**TASK TO COMPLETE:**
Please repeat every entry that follows, keeping each one exactly the same.

**INFORMATION GIVEN:**
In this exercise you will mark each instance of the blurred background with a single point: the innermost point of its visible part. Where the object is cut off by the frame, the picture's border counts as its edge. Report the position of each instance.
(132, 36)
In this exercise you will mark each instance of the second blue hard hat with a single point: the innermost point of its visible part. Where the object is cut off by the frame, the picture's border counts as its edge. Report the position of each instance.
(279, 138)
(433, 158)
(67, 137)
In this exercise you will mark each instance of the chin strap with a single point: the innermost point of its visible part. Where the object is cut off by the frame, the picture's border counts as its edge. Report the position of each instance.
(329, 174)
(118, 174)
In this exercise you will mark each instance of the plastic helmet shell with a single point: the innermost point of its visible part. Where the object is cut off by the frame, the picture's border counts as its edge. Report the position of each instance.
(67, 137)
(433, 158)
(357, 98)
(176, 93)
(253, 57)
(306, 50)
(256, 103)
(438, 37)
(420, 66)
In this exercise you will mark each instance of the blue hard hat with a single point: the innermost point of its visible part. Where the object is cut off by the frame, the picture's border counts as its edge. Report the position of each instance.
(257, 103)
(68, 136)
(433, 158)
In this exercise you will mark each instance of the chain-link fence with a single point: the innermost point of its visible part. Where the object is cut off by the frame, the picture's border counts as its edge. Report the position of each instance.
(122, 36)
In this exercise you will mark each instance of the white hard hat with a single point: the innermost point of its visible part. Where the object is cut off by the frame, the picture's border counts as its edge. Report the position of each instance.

**WRITTEN REPLY:**
In this exercise you will mark each instance of the blurred background with a single point: the innermost point of its visible part. Where the object is cut off by the frame, the picture's border counts as its edge. Report the position of each instance.
(132, 36)
In this exercise you will mark each instance of the second blue hard hat with a single point: the innermost point of its visible part. Where the object is cut off by the frame, the picture's border counts as its edge. Report the position of each instance.
(279, 138)
(433, 158)
(67, 137)
In this exercise you will mark each instance of the chin strap with a single point: the innermost point of its visible part. Where the object is cut off by the frame, the picture's border counts as its edge. Report the position of each instance.
(329, 174)
(118, 174)
In this exercise you will mark each instance of the plastic helmet shell with a single point: the innermost point of its visible part. Where the object is cut off by the frame, the picture's border counts as its edge. Report the position of each instance.
(67, 137)
(433, 158)
(357, 98)
(176, 93)
(253, 57)
(306, 50)
(256, 103)
(438, 37)
(420, 66)
In this exercise you will mark each instance of the blue hard hat with a single point: the innermost point of its visible part. Where the object is cut off by the frame, the picture's border counts as its edge. Report the position of each instance.
(257, 103)
(68, 136)
(433, 158)
In this exercise you will mark each instance of the chain-link fence with a single point: the innermost point of its visible part. Where the object is cut off by the frame, the picture's border counts as its edge. Report the position of each instance.
(122, 36)
In this exercise you will mark each instance of the white hard hat with a single point: the innermost point of its visible part. Where the object is cut off by the frame, the picture's border counts as its edge. Report the position of each instance.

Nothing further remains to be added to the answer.